* start *
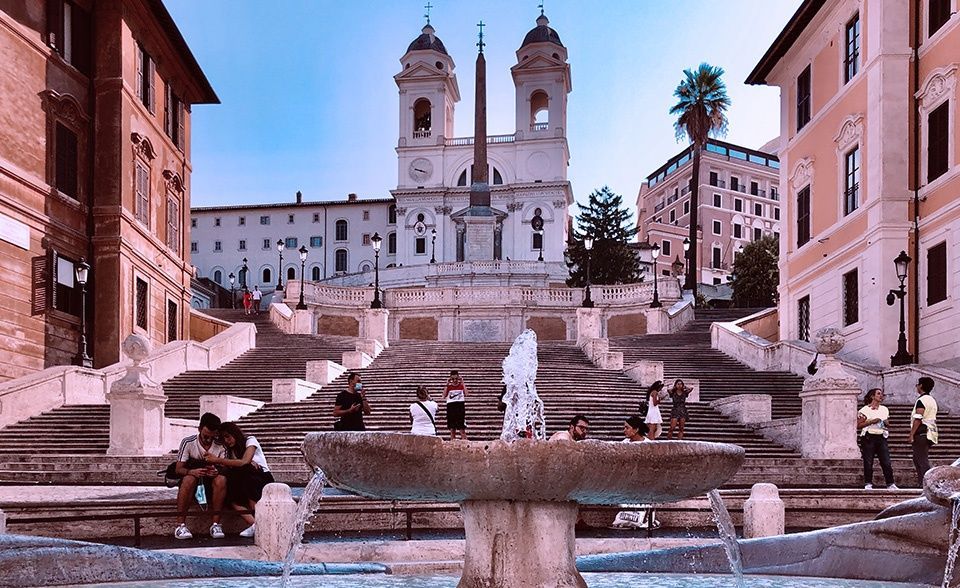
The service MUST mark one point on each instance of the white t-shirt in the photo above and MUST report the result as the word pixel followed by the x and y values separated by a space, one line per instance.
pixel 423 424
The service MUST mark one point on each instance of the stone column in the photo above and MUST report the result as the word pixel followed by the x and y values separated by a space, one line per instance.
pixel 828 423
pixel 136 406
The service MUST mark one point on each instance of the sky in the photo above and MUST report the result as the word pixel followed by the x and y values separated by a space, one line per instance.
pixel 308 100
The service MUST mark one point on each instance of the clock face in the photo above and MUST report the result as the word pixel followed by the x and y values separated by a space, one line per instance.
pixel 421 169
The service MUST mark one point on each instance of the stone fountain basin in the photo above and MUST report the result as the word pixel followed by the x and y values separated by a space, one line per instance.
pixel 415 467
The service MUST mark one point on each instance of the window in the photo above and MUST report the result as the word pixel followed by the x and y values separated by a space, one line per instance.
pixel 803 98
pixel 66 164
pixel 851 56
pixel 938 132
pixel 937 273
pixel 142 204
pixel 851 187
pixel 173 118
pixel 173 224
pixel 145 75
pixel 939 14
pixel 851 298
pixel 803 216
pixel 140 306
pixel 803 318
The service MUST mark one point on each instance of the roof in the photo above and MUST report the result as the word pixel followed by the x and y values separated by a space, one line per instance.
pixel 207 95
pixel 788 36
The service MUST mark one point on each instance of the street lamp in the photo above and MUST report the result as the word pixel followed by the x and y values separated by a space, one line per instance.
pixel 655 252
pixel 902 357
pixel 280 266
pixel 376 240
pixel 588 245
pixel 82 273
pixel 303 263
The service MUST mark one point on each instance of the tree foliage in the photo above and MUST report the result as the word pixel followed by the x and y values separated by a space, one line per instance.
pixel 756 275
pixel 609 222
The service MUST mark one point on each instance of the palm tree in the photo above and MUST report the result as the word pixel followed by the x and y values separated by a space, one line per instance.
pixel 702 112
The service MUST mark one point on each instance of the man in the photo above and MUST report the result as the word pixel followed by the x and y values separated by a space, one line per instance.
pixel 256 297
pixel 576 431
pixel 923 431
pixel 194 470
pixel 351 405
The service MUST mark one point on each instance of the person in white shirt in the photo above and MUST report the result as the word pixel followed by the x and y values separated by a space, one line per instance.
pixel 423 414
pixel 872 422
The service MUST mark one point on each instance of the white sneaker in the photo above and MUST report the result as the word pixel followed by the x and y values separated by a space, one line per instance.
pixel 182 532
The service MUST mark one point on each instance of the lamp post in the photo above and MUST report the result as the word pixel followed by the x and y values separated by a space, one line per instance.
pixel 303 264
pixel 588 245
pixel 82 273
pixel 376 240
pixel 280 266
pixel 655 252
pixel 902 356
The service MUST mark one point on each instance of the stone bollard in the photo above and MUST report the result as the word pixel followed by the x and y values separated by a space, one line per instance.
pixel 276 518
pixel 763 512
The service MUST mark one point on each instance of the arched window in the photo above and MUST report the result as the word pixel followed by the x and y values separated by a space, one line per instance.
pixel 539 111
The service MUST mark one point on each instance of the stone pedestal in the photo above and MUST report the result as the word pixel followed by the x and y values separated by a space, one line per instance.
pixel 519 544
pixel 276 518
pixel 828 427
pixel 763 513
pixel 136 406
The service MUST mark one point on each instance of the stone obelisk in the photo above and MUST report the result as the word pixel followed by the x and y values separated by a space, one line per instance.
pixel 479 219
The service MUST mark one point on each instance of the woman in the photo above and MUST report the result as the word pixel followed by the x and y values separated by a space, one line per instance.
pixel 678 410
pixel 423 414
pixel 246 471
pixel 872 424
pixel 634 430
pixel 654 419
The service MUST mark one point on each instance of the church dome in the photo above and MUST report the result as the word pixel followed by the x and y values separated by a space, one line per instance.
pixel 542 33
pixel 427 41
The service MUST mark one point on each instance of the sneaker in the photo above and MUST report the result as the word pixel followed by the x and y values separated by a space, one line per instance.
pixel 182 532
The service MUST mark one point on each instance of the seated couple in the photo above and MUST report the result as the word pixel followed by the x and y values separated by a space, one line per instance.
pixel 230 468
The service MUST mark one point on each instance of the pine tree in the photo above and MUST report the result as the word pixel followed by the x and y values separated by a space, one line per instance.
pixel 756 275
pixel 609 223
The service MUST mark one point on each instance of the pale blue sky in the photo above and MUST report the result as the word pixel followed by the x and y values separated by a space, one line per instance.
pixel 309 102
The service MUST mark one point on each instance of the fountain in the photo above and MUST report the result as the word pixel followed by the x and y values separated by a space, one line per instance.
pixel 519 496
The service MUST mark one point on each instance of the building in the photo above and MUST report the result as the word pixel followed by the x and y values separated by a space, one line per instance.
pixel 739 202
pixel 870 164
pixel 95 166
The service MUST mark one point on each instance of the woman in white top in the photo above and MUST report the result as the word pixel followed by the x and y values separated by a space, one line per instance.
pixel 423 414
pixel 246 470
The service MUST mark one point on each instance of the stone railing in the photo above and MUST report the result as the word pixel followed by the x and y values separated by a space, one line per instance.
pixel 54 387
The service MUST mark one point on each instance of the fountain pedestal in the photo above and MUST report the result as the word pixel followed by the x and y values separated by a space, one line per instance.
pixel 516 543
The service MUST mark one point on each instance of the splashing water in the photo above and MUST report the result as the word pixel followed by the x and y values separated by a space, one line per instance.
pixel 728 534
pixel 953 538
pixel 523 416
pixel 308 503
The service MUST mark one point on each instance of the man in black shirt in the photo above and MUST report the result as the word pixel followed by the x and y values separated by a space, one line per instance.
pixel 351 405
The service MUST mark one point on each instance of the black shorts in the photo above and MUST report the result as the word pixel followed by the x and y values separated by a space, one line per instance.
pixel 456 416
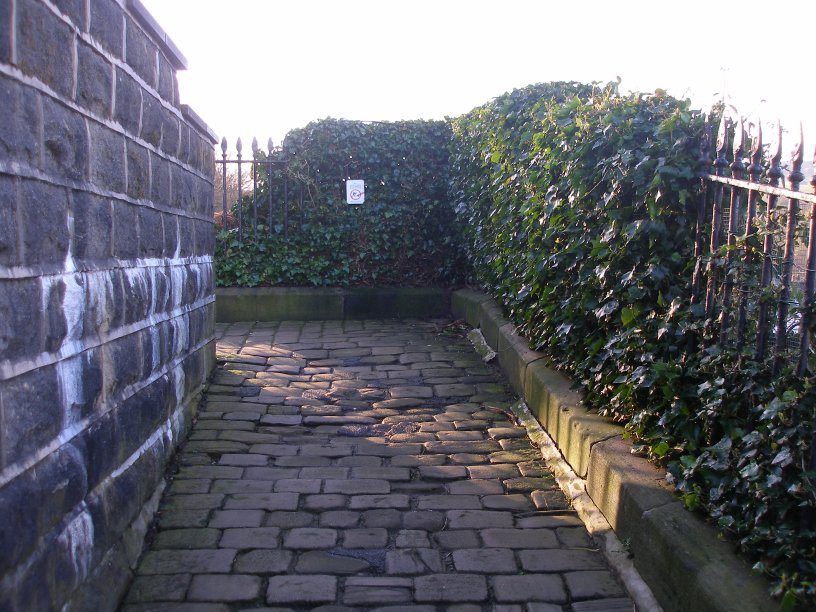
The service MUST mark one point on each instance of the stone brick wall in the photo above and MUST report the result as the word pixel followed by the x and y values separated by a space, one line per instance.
* end *
• [TASK GOAL]
Please arrange the material as a Markdown table with the columns Row and Line, starting at the line that contains "of the tree" and stopping after the line that contains "pixel 763 512". Number each line in Row, and leave out any blank lines.

• [OUTPUT OF THE EXERCISE]
| Row | Line |
|---|---|
| 1 | The service MUST mark one point on each instance of the tree foliage in the photo above and MUST report the result as the word pixel followed by the x and y values separated by a space, one line per instance. |
| 2 | pixel 756 275 |
| 3 | pixel 609 222 |
| 4 | The service MUST mark one point on each instance of the palm tree in the photo above and MUST report the result as the word pixel followed by the x and y values separated by a space, one line per instance. |
| 5 | pixel 702 112 |
| 6 | The service MUST mark one point on each instance of the man in the photo above and MUST report the result as the word pixel followed by the x and y values separated by a space, one line per instance. |
| 7 | pixel 256 297 |
| 8 | pixel 576 431 |
| 9 | pixel 923 431 |
| 10 | pixel 194 470 |
| 11 | pixel 351 405 |
| 12 | The service MUST mark one point on each instance of the person in white shirt in the photo above and MUST report the result as the word pixel followed by the x and y values separated by a space, one line per instance. |
| 13 | pixel 423 414 |
| 14 | pixel 872 422 |
| 15 | The service MUST mark one point on each instance of the white sneaker in the photo above and MUST report the result as the word pixel followed by the x and y values separated by a space, one line per instance. |
| 16 | pixel 182 532 |
| 17 | The service MUST mark one point on each instance of the lamp post in the photo above and MUST report the result as the word pixel followed by the x and y values separated by a space, one line per instance. |
| 18 | pixel 303 264 |
| 19 | pixel 588 245 |
| 20 | pixel 82 273 |
| 21 | pixel 376 240 |
| 22 | pixel 280 266 |
| 23 | pixel 655 252 |
| 24 | pixel 902 356 |
| 25 | The service MUST mark one point on each instance of the stone bollard in the photo above and MUST report the result as the word pixel followed by the x and y values separated by a space, one line per instance. |
| 26 | pixel 276 518 |
| 27 | pixel 763 512 |